--- BEGIN EXTRACTED RECORDS ---

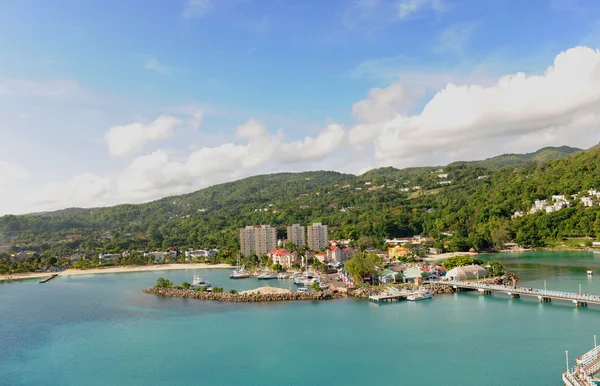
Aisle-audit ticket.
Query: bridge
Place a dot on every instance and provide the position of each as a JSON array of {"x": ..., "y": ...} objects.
[{"x": 544, "y": 296}]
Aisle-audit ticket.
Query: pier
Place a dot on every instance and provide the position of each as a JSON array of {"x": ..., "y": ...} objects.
[
  {"x": 587, "y": 366},
  {"x": 389, "y": 296},
  {"x": 543, "y": 295},
  {"x": 48, "y": 278}
]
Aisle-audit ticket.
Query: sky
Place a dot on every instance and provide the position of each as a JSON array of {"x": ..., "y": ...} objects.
[{"x": 104, "y": 102}]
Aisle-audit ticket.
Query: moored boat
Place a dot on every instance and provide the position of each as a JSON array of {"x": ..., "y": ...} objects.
[
  {"x": 200, "y": 282},
  {"x": 420, "y": 295},
  {"x": 240, "y": 273},
  {"x": 267, "y": 276}
]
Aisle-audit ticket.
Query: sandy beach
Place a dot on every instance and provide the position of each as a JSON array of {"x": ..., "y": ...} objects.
[{"x": 137, "y": 268}]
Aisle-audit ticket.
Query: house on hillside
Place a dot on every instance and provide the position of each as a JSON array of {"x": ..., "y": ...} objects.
[
  {"x": 109, "y": 257},
  {"x": 283, "y": 256},
  {"x": 159, "y": 256}
]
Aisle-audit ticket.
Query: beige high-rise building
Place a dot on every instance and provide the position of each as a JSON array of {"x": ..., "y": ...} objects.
[
  {"x": 257, "y": 240},
  {"x": 297, "y": 235},
  {"x": 317, "y": 236}
]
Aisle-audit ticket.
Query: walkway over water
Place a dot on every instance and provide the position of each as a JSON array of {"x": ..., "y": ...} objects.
[
  {"x": 543, "y": 295},
  {"x": 587, "y": 365}
]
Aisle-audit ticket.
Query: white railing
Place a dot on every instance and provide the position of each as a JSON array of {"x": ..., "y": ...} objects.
[{"x": 521, "y": 290}]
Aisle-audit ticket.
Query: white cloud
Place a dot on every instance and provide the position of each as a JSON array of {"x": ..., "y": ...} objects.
[
  {"x": 86, "y": 190},
  {"x": 127, "y": 139},
  {"x": 411, "y": 8},
  {"x": 49, "y": 88},
  {"x": 155, "y": 65},
  {"x": 195, "y": 9},
  {"x": 325, "y": 144},
  {"x": 561, "y": 103},
  {"x": 384, "y": 103}
]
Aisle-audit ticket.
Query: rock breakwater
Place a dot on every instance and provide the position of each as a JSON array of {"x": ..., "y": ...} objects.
[{"x": 243, "y": 297}]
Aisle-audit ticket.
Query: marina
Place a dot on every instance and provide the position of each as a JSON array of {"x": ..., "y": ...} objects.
[{"x": 544, "y": 296}]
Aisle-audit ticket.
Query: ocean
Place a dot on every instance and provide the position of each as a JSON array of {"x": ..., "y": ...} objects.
[{"x": 102, "y": 330}]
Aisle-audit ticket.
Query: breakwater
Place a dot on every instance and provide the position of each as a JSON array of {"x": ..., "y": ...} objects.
[{"x": 243, "y": 297}]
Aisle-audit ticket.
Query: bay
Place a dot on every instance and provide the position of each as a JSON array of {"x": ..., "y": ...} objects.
[{"x": 102, "y": 330}]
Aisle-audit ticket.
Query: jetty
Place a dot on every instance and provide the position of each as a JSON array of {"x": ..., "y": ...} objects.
[
  {"x": 48, "y": 278},
  {"x": 390, "y": 295},
  {"x": 587, "y": 366},
  {"x": 543, "y": 295}
]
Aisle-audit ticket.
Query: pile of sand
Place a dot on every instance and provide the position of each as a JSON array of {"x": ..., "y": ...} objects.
[{"x": 268, "y": 290}]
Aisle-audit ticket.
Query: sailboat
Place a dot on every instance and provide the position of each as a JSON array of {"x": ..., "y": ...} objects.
[{"x": 240, "y": 273}]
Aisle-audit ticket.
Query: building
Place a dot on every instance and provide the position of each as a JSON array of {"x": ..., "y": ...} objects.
[
  {"x": 159, "y": 256},
  {"x": 283, "y": 257},
  {"x": 108, "y": 257},
  {"x": 335, "y": 254},
  {"x": 297, "y": 235},
  {"x": 257, "y": 240},
  {"x": 467, "y": 272},
  {"x": 397, "y": 251},
  {"x": 317, "y": 236}
]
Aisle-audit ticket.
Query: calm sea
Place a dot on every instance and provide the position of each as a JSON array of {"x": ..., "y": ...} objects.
[{"x": 102, "y": 330}]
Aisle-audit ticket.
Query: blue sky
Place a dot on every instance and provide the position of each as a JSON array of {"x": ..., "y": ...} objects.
[{"x": 276, "y": 85}]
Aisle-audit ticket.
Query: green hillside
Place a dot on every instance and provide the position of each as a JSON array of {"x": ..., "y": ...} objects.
[{"x": 476, "y": 208}]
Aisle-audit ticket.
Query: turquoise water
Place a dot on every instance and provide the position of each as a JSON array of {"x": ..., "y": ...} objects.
[{"x": 102, "y": 330}]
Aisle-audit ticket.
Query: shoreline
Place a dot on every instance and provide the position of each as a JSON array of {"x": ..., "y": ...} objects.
[{"x": 124, "y": 269}]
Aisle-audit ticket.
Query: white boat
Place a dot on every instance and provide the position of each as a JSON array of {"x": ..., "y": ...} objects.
[
  {"x": 267, "y": 276},
  {"x": 240, "y": 273},
  {"x": 420, "y": 295},
  {"x": 200, "y": 282}
]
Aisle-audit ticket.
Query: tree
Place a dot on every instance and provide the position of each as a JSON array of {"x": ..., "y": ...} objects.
[
  {"x": 363, "y": 265},
  {"x": 315, "y": 286},
  {"x": 277, "y": 267}
]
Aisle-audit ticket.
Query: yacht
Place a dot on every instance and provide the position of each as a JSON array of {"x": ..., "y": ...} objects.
[
  {"x": 267, "y": 276},
  {"x": 240, "y": 273},
  {"x": 420, "y": 295},
  {"x": 200, "y": 282}
]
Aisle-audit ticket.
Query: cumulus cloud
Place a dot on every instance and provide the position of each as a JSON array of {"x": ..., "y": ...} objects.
[
  {"x": 86, "y": 189},
  {"x": 128, "y": 139},
  {"x": 411, "y": 8},
  {"x": 561, "y": 102}
]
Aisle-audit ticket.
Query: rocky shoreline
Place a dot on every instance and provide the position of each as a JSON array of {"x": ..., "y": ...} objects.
[{"x": 243, "y": 297}]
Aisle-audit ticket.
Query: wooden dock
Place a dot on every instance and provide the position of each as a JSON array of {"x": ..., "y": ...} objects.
[
  {"x": 390, "y": 296},
  {"x": 544, "y": 296},
  {"x": 48, "y": 278}
]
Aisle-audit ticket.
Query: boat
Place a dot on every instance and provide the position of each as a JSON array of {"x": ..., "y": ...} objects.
[
  {"x": 267, "y": 276},
  {"x": 200, "y": 282},
  {"x": 240, "y": 273},
  {"x": 420, "y": 295}
]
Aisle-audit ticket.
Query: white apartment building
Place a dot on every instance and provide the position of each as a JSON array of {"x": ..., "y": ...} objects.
[
  {"x": 317, "y": 236},
  {"x": 257, "y": 240},
  {"x": 297, "y": 235}
]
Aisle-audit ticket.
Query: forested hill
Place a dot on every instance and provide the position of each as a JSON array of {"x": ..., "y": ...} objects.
[{"x": 467, "y": 199}]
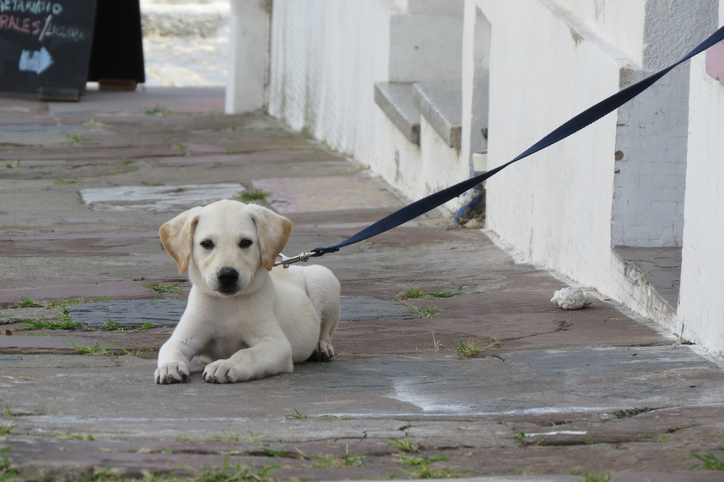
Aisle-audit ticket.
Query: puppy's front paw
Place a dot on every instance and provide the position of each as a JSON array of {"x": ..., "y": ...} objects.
[
  {"x": 220, "y": 371},
  {"x": 174, "y": 372}
]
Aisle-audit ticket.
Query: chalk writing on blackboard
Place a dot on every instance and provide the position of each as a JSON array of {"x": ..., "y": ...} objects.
[
  {"x": 45, "y": 44},
  {"x": 36, "y": 61}
]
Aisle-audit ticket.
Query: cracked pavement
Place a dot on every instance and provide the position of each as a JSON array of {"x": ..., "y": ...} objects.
[{"x": 550, "y": 392}]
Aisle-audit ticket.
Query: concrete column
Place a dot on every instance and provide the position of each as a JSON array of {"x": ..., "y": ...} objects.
[{"x": 246, "y": 90}]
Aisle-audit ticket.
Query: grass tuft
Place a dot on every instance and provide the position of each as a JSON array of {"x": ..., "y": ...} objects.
[
  {"x": 252, "y": 195},
  {"x": 174, "y": 288},
  {"x": 297, "y": 415},
  {"x": 592, "y": 476},
  {"x": 708, "y": 462},
  {"x": 470, "y": 349},
  {"x": 158, "y": 110},
  {"x": 415, "y": 294},
  {"x": 334, "y": 461},
  {"x": 238, "y": 472},
  {"x": 424, "y": 312}
]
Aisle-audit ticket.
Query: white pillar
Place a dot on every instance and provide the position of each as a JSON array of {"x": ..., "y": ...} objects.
[{"x": 246, "y": 90}]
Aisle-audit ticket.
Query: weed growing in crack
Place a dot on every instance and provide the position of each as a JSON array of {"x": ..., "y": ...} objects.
[
  {"x": 233, "y": 473},
  {"x": 404, "y": 444},
  {"x": 297, "y": 415},
  {"x": 6, "y": 472},
  {"x": 708, "y": 462},
  {"x": 254, "y": 194},
  {"x": 334, "y": 461},
  {"x": 592, "y": 476},
  {"x": 95, "y": 350},
  {"x": 75, "y": 180},
  {"x": 28, "y": 303},
  {"x": 158, "y": 110},
  {"x": 174, "y": 288},
  {"x": 255, "y": 437},
  {"x": 418, "y": 460},
  {"x": 333, "y": 417},
  {"x": 74, "y": 140},
  {"x": 10, "y": 414},
  {"x": 223, "y": 438},
  {"x": 415, "y": 294},
  {"x": 424, "y": 471},
  {"x": 470, "y": 349},
  {"x": 110, "y": 325},
  {"x": 45, "y": 324},
  {"x": 70, "y": 436},
  {"x": 424, "y": 312}
]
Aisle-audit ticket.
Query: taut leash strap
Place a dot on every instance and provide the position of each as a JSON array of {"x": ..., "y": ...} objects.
[{"x": 582, "y": 120}]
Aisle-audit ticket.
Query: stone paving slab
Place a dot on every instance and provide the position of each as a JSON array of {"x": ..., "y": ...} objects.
[
  {"x": 158, "y": 198},
  {"x": 52, "y": 290}
]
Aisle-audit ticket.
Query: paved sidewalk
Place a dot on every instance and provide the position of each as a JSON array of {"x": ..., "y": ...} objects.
[{"x": 83, "y": 190}]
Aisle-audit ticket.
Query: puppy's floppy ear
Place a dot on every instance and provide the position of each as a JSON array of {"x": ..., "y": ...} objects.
[
  {"x": 177, "y": 236},
  {"x": 273, "y": 230}
]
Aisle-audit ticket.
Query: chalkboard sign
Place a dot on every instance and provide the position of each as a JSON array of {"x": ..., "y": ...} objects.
[{"x": 45, "y": 46}]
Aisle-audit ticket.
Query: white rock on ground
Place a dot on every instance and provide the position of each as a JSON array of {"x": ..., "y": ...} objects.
[{"x": 572, "y": 298}]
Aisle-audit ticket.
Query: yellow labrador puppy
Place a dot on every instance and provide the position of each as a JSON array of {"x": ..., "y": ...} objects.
[{"x": 244, "y": 319}]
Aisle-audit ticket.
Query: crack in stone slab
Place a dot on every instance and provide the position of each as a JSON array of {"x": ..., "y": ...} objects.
[{"x": 134, "y": 313}]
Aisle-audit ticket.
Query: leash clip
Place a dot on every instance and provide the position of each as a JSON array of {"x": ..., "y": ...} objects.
[{"x": 286, "y": 261}]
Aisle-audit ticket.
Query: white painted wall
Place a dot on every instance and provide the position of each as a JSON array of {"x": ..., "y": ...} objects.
[
  {"x": 325, "y": 57},
  {"x": 648, "y": 207},
  {"x": 246, "y": 90},
  {"x": 554, "y": 207},
  {"x": 701, "y": 302},
  {"x": 562, "y": 208}
]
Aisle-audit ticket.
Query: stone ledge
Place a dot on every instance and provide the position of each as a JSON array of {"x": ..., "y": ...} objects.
[
  {"x": 396, "y": 101},
  {"x": 441, "y": 104}
]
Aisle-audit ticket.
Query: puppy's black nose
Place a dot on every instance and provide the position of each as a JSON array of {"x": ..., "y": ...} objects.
[{"x": 228, "y": 276}]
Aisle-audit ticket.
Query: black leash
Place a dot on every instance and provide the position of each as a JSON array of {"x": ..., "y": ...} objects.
[{"x": 574, "y": 125}]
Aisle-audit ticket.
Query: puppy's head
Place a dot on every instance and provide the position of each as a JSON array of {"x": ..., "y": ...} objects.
[{"x": 225, "y": 243}]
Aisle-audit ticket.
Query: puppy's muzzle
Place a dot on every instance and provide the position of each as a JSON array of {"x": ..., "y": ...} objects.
[{"x": 228, "y": 280}]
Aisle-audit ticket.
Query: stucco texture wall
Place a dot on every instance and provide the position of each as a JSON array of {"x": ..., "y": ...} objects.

--- END EXTRACTED RECORDS ---

AIM OF THE EXERCISE: Which lines in the items above contain the word "puppy"? List every one of them in full.

ANSWER FOR THE TASK:
Query: puppy's front paw
Query: puppy's floppy ear
Query: yellow labrador puppy
Query: puppy's black nose
Query: puppy's head
Query: puppy's muzzle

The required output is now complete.